# Stored records start
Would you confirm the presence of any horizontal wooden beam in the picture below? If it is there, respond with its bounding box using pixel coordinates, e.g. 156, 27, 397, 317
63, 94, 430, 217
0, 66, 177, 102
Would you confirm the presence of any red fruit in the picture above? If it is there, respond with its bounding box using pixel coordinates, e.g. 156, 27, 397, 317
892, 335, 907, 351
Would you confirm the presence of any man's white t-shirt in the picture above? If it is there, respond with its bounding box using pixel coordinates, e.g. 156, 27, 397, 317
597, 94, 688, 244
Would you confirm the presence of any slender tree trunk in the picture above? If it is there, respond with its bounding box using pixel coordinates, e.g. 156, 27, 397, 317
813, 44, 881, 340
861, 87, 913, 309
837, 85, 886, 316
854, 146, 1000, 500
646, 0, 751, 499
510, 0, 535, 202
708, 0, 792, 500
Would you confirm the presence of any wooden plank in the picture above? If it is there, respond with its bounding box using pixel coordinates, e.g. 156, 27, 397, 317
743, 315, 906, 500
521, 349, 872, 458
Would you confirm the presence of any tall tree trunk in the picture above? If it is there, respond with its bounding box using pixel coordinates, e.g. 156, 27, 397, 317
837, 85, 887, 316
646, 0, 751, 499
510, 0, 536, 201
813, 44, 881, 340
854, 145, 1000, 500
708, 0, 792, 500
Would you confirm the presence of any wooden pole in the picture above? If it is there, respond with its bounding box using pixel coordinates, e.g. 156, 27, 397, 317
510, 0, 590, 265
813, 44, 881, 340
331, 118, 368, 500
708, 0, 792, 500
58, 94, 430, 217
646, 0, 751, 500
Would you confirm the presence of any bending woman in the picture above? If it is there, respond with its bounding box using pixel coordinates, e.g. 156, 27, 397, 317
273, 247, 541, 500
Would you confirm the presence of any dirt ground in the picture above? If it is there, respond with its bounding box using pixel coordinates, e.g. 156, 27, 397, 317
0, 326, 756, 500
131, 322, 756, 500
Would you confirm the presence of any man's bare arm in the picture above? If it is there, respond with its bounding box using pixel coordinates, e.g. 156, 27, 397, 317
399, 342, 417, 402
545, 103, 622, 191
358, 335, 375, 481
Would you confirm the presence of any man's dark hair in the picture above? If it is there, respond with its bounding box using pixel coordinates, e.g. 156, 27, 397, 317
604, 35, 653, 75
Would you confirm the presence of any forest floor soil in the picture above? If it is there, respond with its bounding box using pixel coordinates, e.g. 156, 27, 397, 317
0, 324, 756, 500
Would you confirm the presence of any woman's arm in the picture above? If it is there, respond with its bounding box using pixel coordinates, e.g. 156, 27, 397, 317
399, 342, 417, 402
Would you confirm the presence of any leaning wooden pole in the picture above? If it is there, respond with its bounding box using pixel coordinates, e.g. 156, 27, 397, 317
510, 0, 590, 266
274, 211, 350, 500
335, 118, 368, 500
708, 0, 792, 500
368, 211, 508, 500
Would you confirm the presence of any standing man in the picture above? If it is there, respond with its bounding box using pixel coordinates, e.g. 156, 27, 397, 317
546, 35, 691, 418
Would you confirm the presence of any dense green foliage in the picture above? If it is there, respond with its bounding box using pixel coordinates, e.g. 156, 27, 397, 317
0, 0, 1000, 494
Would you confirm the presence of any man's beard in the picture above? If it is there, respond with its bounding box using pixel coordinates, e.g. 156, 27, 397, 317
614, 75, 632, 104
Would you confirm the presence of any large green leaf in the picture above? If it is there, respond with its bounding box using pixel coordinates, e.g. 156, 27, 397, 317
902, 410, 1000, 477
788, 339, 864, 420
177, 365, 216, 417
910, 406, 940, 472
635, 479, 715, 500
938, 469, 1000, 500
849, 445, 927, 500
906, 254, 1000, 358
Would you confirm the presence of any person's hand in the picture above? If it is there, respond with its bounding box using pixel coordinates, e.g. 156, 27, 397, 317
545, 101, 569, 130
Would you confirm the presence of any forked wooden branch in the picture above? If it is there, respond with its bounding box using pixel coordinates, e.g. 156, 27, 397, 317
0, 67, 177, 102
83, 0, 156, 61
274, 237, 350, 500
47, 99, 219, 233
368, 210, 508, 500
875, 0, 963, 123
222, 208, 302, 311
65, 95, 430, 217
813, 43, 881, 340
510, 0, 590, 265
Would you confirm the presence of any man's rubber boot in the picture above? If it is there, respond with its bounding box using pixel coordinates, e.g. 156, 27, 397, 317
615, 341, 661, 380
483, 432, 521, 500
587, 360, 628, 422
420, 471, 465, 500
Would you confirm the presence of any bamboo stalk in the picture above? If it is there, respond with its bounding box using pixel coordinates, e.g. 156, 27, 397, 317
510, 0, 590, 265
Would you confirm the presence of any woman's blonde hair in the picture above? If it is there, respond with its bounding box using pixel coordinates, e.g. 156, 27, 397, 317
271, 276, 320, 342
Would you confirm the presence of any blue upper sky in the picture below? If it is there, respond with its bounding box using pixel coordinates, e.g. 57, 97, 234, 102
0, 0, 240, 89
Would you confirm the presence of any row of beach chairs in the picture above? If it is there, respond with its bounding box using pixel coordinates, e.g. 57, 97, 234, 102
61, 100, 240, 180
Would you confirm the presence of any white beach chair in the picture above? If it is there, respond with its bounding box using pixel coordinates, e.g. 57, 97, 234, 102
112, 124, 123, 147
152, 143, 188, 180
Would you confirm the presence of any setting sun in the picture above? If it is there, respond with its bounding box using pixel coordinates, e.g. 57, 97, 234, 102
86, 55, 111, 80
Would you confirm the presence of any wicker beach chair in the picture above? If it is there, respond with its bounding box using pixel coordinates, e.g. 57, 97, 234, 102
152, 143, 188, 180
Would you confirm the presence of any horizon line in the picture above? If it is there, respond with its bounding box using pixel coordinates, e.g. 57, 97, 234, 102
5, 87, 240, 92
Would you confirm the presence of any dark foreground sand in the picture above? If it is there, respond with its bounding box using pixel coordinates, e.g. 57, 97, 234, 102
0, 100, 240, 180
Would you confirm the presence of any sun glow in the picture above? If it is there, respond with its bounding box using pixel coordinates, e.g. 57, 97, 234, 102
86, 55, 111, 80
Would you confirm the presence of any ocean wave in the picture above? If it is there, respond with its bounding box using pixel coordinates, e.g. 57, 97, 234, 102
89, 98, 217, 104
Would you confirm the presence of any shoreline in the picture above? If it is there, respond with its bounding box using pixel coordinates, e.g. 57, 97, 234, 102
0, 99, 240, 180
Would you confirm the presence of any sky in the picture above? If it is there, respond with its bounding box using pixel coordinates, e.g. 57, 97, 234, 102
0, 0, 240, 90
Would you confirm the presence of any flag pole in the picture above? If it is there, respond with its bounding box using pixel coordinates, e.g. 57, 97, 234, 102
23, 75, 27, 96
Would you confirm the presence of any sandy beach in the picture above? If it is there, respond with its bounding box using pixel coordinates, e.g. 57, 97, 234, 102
# Stored records end
> [Aim of the task] Return every line of the records above verbatim, from the first through the last.

> [Result]
Would you confirm the presence of any horizontal wooden beam in the picture below? If it is there, respond with its bounding box using pixel coordinates, e.g. 156, 27, 397, 317
63, 94, 430, 217
0, 66, 177, 102
Would you confirm the presence of any red fruit in the picture above? If it is there, respond with its bounding box using pixel coordinates, e.g. 156, 27, 397, 317
892, 335, 907, 351
Would you confirm the presence of any man's white t-shirt in the picture above? If it is there, respond with its bounding box using pixel coordinates, e.g. 156, 27, 397, 317
597, 94, 688, 244
Would you confirm the presence of any slender tree trunk in the picture above? If it is there, respond with its bounding box using pixel coordinates, e.g. 156, 27, 397, 317
813, 44, 881, 340
861, 87, 913, 309
837, 85, 886, 316
854, 146, 1000, 500
646, 0, 751, 499
510, 0, 535, 202
708, 0, 792, 500
Would you confirm the presence of any wooden plank in the picture above? If it is there, respond with its bounding box using pixel coordinates, e.g. 156, 27, 397, 317
743, 315, 906, 500
521, 349, 872, 458
Would you confirm the presence of any tall tree trunk in the picture above? If it is there, respond with its bounding box using pixel coordinates, e.g. 156, 27, 397, 317
837, 85, 887, 316
646, 0, 751, 499
510, 0, 536, 201
813, 44, 881, 340
854, 145, 1000, 500
708, 0, 792, 500
Would you confirm the presence of any wooden pole in the picture above? If it is there, respond with its bounding box using pixel coordinates, e.g. 156, 27, 397, 317
510, 0, 590, 265
813, 44, 881, 340
331, 118, 368, 500
708, 0, 792, 500
58, 94, 430, 217
646, 0, 751, 500
Would you confirm the presence of any bending woman in the picture above? If it is there, respond with its bounding box using pixel coordinates, e.g. 156, 27, 397, 317
273, 247, 541, 500
Would you confirm the presence of any dirt ground in the picture above? If it is there, respond with its bounding box using pixel coordinates, e.g. 156, 27, 397, 317
0, 326, 756, 500
131, 322, 756, 500
Would you confirm the presence of any man's bare arm in the picture above? If it is there, respond with its bounding box using pixel coordinates, e.g. 156, 27, 397, 317
399, 342, 417, 402
545, 103, 622, 191
358, 335, 375, 481
Would you confirm the presence of any man's dark hair in the picture above? If it is there, respond with its bounding box using pixel coordinates, e.g. 156, 27, 397, 317
604, 35, 653, 75
Would you confirm the presence of any forest floor soil in the picture above? If it is there, respond with its bounding box using pixel coordinates, e.g. 156, 27, 397, 317
0, 324, 756, 500
Would you confirm the presence of any woman's arm in the picture above? If it is there, respond with its bounding box using pixel coordinates, e.g. 156, 27, 397, 317
399, 342, 417, 402
Would you confirm the presence of any leaning wooden pole in the picture above? If it is there, respond with its bounding box using pixel coordinates, e.g. 156, 27, 397, 317
510, 0, 590, 266
274, 211, 350, 500
335, 118, 368, 500
708, 0, 792, 500
368, 211, 508, 500
Would you confirm the presence of any standing man in the picture above? If it is there, respond with its bounding box using pixel coordinates, e.g. 156, 27, 397, 317
546, 35, 691, 418
Would you confirm the presence of any dense green foliage in the picture above? If it is there, respond with its bounding box using pixel coordinates, e.g. 156, 27, 397, 317
0, 0, 1000, 494
Would you confirm the presence of any man's beard in the picture above? If it is there, respond with its bounding box using pixel coordinates, e.g. 156, 27, 397, 317
614, 75, 632, 104
Would you confirm the presence of any large green leaf in the picture above? If it is there, respond with its bounding box using pixel coordinates, e.g. 156, 27, 397, 317
902, 410, 1000, 477
788, 339, 864, 420
177, 365, 216, 417
910, 406, 940, 472
635, 479, 715, 500
938, 469, 1000, 500
849, 445, 927, 500
906, 254, 1000, 358
Would you confirm the presence of any person's hand in the picture above? If it is there, respond with its bounding box using pixel coordinates, e.g. 156, 27, 397, 317
545, 101, 569, 130
Would you confirm the presence of any forked wooden branch in the picture above? If it is there, respond with its bounding box using pixel coordinates, e.g. 156, 27, 397, 317
0, 67, 177, 102
83, 0, 156, 61
274, 237, 350, 500
47, 99, 219, 233
368, 210, 508, 500
875, 0, 963, 123
222, 208, 302, 311
65, 95, 430, 217
813, 43, 881, 340
510, 0, 590, 265
Would you confirm the presence of any man's rubber boot in the picture above? If it is there, respond with its bounding box using pixel coordinates, e.g. 156, 27, 397, 317
615, 341, 661, 380
483, 432, 521, 500
587, 360, 628, 422
420, 471, 465, 500
Would you confirm the presence of any bamboo stalk in the picture above? If it is there, respond with its bounding box using pixel coordinates, e.g. 156, 27, 397, 317
510, 0, 590, 265
Would you confirm the presence of any woman's blonde hair in the picture above? If it is there, respond with its bounding box using pixel coordinates, e.g. 156, 27, 397, 317
271, 276, 320, 342
Would you confirm the presence of any blue upper sky in the picture below? If it is there, respond with its bounding box using pixel coordinates, e.g. 57, 97, 234, 102
0, 0, 240, 89
Would you confirm the presence of any row of beach chairs in the picture above? If it is there, respond with its bounding box using pixel coordinates, e.g. 57, 97, 234, 102
61, 100, 240, 180
Would you confirm the presence of any white beach chair in the picture above? If it is there, respond with its bounding box using pixel coordinates, e.g. 57, 97, 234, 102
112, 124, 123, 147
152, 143, 188, 180
Would you confirm the presence of any setting sun in the picture above? If it is there, respond with its bounding box using pixel coordinates, e.g. 57, 97, 234, 102
86, 55, 111, 80
Would you confirm the presence of any wicker beach chair in the picture above? If it is there, respond with its bounding box using pixel coordinates, e.g. 57, 97, 234, 102
152, 143, 188, 180
Would you confirm the presence of any horizon line in the picture above? If it is there, respond with its bounding box using pixel coordinates, e.g. 57, 97, 234, 102
5, 87, 240, 92
Would you confirm the presence of any dark foreground sand in the picture above? If it is there, respond with its bounding box using pixel coordinates, e.g. 57, 97, 234, 102
0, 100, 240, 180
Would you confirm the presence of any sun glow in the picture above? If it is there, respond with its bounding box using pixel coordinates, e.g. 57, 97, 234, 102
86, 55, 111, 80
Would you confirm the presence of any ocean wave in the picture above? If it is there, respond with its bounding box using pixel coordinates, e.g. 57, 97, 234, 102
89, 98, 217, 104
Would you confirm the presence of any shoreline in the picture above? If it is there, respond with its bounding box using pixel coordinates, e.g. 57, 97, 234, 102
0, 99, 240, 180
Would you confirm the presence of any sky in the picture above? If it is there, respond with its bounding box using pixel coordinates, e.g. 57, 97, 234, 102
0, 0, 240, 90
Would you confirm the presence of any flag pole in the picture above? If it is there, respond with its bounding box using pixel coordinates, e.g. 57, 97, 234, 102
23, 75, 27, 96
Would you confirm the presence of any sandy beach in the picture above? If it is there, respond with its bounding box using pixel coordinates, e.g. 57, 97, 234, 102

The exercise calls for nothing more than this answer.